[Entries taken from a collection]
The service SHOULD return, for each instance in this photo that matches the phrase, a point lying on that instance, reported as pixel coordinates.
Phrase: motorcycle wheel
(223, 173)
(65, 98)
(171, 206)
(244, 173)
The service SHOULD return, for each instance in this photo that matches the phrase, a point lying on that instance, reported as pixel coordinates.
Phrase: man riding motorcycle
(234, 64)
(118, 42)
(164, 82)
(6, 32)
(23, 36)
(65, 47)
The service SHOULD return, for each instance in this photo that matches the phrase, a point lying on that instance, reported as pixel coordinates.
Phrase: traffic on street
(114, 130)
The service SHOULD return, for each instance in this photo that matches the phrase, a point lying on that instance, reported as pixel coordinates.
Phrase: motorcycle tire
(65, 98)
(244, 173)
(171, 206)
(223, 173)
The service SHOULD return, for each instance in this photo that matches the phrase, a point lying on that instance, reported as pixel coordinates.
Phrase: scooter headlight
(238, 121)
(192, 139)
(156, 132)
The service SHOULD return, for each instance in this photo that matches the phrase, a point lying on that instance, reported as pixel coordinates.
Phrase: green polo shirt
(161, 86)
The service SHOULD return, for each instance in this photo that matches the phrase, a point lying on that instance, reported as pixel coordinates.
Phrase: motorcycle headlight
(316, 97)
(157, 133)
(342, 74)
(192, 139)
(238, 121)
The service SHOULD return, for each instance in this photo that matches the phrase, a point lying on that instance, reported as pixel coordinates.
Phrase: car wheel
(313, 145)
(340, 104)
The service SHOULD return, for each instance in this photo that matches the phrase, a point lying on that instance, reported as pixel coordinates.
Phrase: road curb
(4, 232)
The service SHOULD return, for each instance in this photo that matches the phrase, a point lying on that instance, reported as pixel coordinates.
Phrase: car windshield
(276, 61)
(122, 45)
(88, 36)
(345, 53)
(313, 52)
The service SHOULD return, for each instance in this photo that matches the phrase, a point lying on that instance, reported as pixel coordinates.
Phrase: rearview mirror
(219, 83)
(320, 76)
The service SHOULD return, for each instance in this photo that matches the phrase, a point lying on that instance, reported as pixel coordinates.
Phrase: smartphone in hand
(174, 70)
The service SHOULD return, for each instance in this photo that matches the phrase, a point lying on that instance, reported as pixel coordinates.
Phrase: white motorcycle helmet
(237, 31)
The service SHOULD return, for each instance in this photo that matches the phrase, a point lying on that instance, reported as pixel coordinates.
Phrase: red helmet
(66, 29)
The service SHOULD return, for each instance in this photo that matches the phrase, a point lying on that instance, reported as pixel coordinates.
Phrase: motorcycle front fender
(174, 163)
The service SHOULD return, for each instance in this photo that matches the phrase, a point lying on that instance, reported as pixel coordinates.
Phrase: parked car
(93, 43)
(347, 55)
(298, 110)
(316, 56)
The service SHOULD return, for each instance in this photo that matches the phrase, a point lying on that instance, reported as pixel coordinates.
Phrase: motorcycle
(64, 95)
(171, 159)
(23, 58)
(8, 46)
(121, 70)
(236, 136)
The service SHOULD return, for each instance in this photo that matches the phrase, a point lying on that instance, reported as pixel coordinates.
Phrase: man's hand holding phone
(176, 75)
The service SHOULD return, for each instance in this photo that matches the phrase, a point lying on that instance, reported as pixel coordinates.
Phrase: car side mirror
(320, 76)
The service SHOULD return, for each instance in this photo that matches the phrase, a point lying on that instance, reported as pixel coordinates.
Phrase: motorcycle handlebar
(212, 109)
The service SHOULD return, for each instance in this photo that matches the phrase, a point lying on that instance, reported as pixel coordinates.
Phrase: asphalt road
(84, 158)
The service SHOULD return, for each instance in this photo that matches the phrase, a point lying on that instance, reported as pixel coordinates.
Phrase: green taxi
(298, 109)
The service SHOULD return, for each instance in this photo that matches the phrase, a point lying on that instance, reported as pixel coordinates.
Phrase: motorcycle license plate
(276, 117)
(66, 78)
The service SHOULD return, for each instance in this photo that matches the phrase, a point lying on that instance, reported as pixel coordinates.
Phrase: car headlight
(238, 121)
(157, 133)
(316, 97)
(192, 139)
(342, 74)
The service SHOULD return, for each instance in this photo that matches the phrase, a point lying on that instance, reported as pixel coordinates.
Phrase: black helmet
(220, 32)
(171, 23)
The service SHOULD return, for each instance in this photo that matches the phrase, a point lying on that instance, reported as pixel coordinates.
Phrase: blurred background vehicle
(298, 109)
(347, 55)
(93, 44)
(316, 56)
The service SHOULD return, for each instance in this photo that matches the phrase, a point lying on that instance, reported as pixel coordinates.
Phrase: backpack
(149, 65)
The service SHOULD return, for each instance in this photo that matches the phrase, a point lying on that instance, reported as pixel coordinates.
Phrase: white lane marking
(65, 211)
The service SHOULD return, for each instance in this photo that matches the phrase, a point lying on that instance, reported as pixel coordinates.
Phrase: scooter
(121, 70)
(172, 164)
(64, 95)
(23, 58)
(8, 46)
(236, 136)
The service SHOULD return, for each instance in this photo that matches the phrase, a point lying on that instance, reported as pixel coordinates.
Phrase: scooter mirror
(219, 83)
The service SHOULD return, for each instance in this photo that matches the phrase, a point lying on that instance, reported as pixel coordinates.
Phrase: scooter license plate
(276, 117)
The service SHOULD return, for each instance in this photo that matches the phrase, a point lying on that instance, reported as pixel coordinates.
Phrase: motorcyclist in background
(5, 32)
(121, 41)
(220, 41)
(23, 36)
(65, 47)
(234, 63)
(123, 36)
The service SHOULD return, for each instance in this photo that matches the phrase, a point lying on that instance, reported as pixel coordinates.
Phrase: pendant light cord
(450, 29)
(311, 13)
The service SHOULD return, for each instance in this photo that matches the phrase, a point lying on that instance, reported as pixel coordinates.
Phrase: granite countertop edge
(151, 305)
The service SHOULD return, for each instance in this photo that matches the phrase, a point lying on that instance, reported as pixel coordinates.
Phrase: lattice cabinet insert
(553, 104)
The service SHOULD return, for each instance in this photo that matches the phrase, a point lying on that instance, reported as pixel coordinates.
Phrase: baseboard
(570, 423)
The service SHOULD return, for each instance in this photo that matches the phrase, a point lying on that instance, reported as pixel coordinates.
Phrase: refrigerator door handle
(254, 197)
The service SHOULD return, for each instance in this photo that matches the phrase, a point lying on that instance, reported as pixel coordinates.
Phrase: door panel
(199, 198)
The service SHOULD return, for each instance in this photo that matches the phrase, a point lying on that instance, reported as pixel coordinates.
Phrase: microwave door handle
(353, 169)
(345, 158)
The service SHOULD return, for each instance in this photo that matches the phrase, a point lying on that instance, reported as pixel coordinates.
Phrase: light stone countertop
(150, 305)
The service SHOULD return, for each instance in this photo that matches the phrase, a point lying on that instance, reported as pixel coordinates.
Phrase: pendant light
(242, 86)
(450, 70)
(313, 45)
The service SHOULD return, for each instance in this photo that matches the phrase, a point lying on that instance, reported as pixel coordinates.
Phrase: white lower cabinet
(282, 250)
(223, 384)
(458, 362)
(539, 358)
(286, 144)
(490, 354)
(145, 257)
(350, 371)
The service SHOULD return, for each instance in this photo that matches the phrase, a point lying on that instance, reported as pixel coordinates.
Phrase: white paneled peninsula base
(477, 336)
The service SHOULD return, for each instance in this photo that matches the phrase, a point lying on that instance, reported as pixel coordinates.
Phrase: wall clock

Work to complete
Write all of the records out exactly, including every line.

Result for this task
The service SHOULD return, for each instance in this photo that matches the phrase, a point lying on that instance, reported as pixel coordinates.
Phrase: motorcycle wheel
(223, 173)
(65, 98)
(171, 206)
(244, 173)
The service SHOULD return, for each instance in this photo that matches the phrase, a point lying on that instance, reported as pixel coordinates.
Phrase: man riding motorcycle
(234, 64)
(118, 42)
(164, 82)
(6, 32)
(23, 36)
(65, 47)
The service SHOULD return, for each instance in this photo that matches the phrase, a point lying on that instance, reported as pixel coordinates.
Phrase: traffic on street
(114, 130)
The service SHOULD return, for each instance in this photo that matches the phrase, a point lying on that instance, reported as pixel coordinates.
Phrase: motorcycle tire
(65, 98)
(244, 173)
(171, 206)
(223, 173)
The service SHOULD return, for each instance in this photo that matches the phrase, a point lying on that instance, reported as pixel coordinates.
Phrase: scooter headlight
(238, 121)
(192, 139)
(156, 132)
The service SHOULD return, for each instance in this photo that matches the phrase, a point lying on that instance, reported as pixel coordinates.
Phrase: green polo shirt
(161, 86)
The service SHOULD return, for each instance in this photo that matches the phrase, a point lying on that instance, reported as pixel coordinates.
Phrase: motorcycle headlight
(316, 97)
(157, 133)
(342, 74)
(192, 139)
(238, 121)
The service SHOULD return, for each instance in this photo that matches the phrase, a point lying on that instance, reported as pixel coordinates.
Phrase: car wheel
(313, 145)
(340, 104)
The service SHOULD return, for each instance in this photo that matches the phrase, a point lying on that instance, reported as pixel coordinates.
Phrase: road curb
(4, 232)
The service SHOULD return, for each instance in this photo that matches the phrase, a point lying on that instance, reported as pixel coordinates.
Phrase: car windshield
(276, 61)
(122, 45)
(88, 36)
(345, 53)
(313, 52)
The service SHOULD return, for each instance in this photo that matches the phrase, a point lying on that instance, reported as pixel coordinates.
Phrase: rearview mirror
(219, 83)
(320, 76)
The service SHOULD return, for each instance in this photo that matches the phrase, a point lying on that instance, reported as pixel coordinates.
Phrase: smartphone in hand
(174, 70)
The service SHOULD return, for each instance in this photo that matches the phrase, a point lying on that instance, reported as pixel coordinates.
Phrase: white motorcycle helmet
(237, 31)
The service SHOULD return, for each instance in this photo that matches the phrase, a point lying on that instance, reported as pixel coordinates.
Phrase: red helmet
(66, 29)
The service SHOULD return, for each instance in this photo that matches the phrase, a point lying on that instance, reported as pixel coordinates.
Phrase: motorcycle front fender
(174, 163)
The service SHOULD return, for each instance in this photo that matches the phrase, a point lying on that instance, reported as pixel coordinates.
Phrase: parked car
(93, 43)
(347, 55)
(298, 110)
(316, 56)
The service SHOULD return, for each instance in this photo that matches the phrase, a point lying on that instance, reported as pixel coordinates.
Phrase: motorcycle
(64, 95)
(171, 159)
(23, 58)
(8, 46)
(121, 70)
(236, 136)
The service SHOULD return, for each instance in this photo that matches the phrase, a point lying on that instance, reported as pixel coordinates.
Phrase: man's hand holding phone
(176, 75)
The service SHOULD return, for each instance in this photo that matches the phrase, a point lying on that instance, reported as pixel coordinates.
Phrase: car side mirror
(320, 76)
The service SHOULD return, for each instance in this photo that matches the phrase, a point lying on that instance, reported as pixel coordinates.
Phrase: motorcycle handlebar
(212, 109)
The service SHOULD return, for each instance in this photo that matches the phrase, a point lying on that instance, reported as pixel coordinates.
Phrase: asphalt road
(84, 158)
The service SHOULD return, for each instance in this photo that matches the phrase, a point lying on that instance, reported as pixel coordinates.
Phrase: green taxi
(298, 109)
The service SHOULD return, for each instance in this photo that matches the phrase, a point lying on that instance, reported as pixel coordinates.
Phrase: motorcycle license plate
(276, 117)
(66, 78)
The service SHOULD return, for each instance in this photo that matches the phrase, a point lying on that instance, reported as pixel coordinates.
Phrase: car headlight
(238, 121)
(157, 133)
(316, 97)
(192, 139)
(342, 74)
The service SHOULD return, for each instance in this photo that matches the phrase, a point lying on that instance, reported as pixel coordinates.
Phrase: black helmet
(220, 32)
(171, 23)
The service SHOULD return, for each instance in this photo that matches the phrase, a point lying on that instance, reported as pixel coordinates.
Phrase: blurred background vehicle
(298, 109)
(347, 55)
(93, 44)
(316, 56)
The service SHOULD return, for each instance in this photo that matches the phrase, a point lying on that instance, reported as pixel coordinates.
Phrase: backpack
(149, 65)
The service SHOULD return, for each instance in this photo that matches the phrase, a point lying on that instance, reported as pixel coordinates.
Phrase: white lane marking
(65, 211)
The service SHOULD return, for each instance in this photo that matches the phrase, a point lying on that instance, reported as pixel coordinates.
Phrase: scooter
(121, 70)
(172, 164)
(64, 95)
(23, 58)
(8, 46)
(236, 136)
The service SHOULD return, for each instance in this photo that matches the phrase, a point lying on that instance, reported as pixel coordinates.
Phrase: scooter mirror
(219, 83)
The service SHOULD return, for each instance in this photo that matches the phrase, a point lying on that instance, reported as pixel coordinates.
Phrase: scooter license plate
(276, 117)
The service SHOULD return, for each instance in this photo that matches the phrase, a point lying on that instance, reported as pixel coordinates.
Phrase: motorcyclist in background
(5, 32)
(121, 41)
(220, 41)
(23, 36)
(65, 47)
(234, 63)
(123, 36)
The service SHOULD return, for each instance in this photo that matches the phrase, a point lying on that instance, reported as pixel coordinates.
Phrase: pendant light cord
(450, 29)
(311, 13)
The service SHOULD return, for each instance in this photo that matches the phrase, a point lying on that instance, reported as pixel coordinates.
Phrase: granite countertop edge
(151, 305)
The service SHOULD return, for each instance in this photo that matches the phrase, a point lying on that instance, reported as pixel coordinates.
Phrase: lattice cabinet insert
(553, 104)
The service SHOULD return, for each instance in this photo that matches the phrase, a point lying on that instance, reported as pixel coordinates.
Phrase: baseboard
(570, 423)
The service SHOULD return, for each instance in this photo that matches the phrase, a point lying on that instance, reported as pixel coordinates.
Phrase: refrigerator door handle
(254, 197)
The service SHOULD return, for each instance in this photo that matches the phrase, a point lying on that instance, reported as pixel coordinates.
Phrase: door panel
(199, 198)
The service SHOULD return, for each instance in this photo that matches the phrase, a point lying on that instance, reported as pixel coordinates.
Phrase: microwave door handle
(353, 169)
(345, 158)
The service SHOULD return, for each instance in this photo that matches the phrase, a point lying on that instance, reported as pixel coordinates.
Phrase: light stone countertop
(150, 305)
The service SHOULD return, for each instance in this photo that matches the phrase, a point lying on that instance, reported as pixel coordinates.
Phrase: pendant light
(242, 86)
(450, 70)
(313, 45)
The service SHOULD return, for each instance in this photo that matches the phrase, a point lying on that instance, reported as pixel coordinates.
Phrase: white lower cabinet
(282, 250)
(223, 384)
(458, 362)
(539, 358)
(286, 144)
(490, 354)
(145, 257)
(350, 371)
The service SHOULD return, for each instance in this photo that matches the phrase, a point lying on that instance, reported as pixel coordinates.
Phrase: white paneled peninsula base
(477, 336)
The service SHOULD return, for each instance in this photo that matches the phrase, a point lying on that instance, reported as pixel coordinates.
Phrase: wall clock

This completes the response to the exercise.